-------- Bagian Teks

Dolar AS Hancur di Tangan Trump, Erdogan Malah Ikut-ikutan

3 days ago 56

Jakarta, CNBC Indonesia - Indeks dolar Amerika Serikat (AS) (DXY) cenderung mengalami pelemahan sepanjang tahun ini (year to date/ytd). Namun demikian, justru masih banyak mata uang di dunia yang malah ikut tertekan bersamaan dengan menurunnya DXY.

Dilansir dari Refinitiv, pada 3 Juni 2025 pukul 10:45 WIB, banyak mata uang di dunia yang masih mengalami tekanan di tengah pelemahan DXY.

Sebagai catatan, DXY anjlok 8,82% secara ytd yakni dari 108,48 ke angka 98,92.

DXY mengalami penurunan setidaknya hingga awal Juni 2025 ini akibat berbagai faktor ekonomi dan kebijakan. Salah satu penyebab utama adalah ketidakpastian fiskal AS, yang diperburuk oleh defisit anggaran yang semakin besar. Moody's bahkan menurunkan peringkat kredit AS dari AAA ke Aa1, yang mengurangi kepercayaan investor terhadap dolar.

----------------
-------- Data yang Diberikan

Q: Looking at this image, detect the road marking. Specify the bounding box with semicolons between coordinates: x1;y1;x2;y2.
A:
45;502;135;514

----------------

*Daftar Tugas*
a – Sebutkan semua angka desimal (yang memakai koma) dalam bagian teks.
b – Tulis ulang bagian teks mulai dari "Dilansir dari Refinitiv, pada" terus ke bawah sampai "investor terhadap dolar.", dengan mengganti "investor" menjadi "pelaku pasar".

*Hasil Setiap Tugas*
a – 8,82%, 108,48, 98,92

b –
Dilansir dari Refinitiv, pada 3 Juni 2025 pukul 10:45 WIB, banyak mata uang di dunia yang masih mengalami tekanan di tengah pelemahan DXY.

Sebagai catatan, DXY anjlok 8,82% secara ytd yakni dari 108,48 ke angka 98,92.

DXY mengalami penurunan setidaknya hingga awal Juni 2025 ini akibat berbagai faktor ekonomi dan kebijakan. Salah satu penyebab utama adalah ketidakpastian fiskal AS, yang diperburuk oleh defisit anggaran yang semakin besar. Moody's bahkan menurunkan peringkat kredit AS dari AAA ke Aa1, yang mengurangi kepercayaan pelaku pasar terhadap dolar.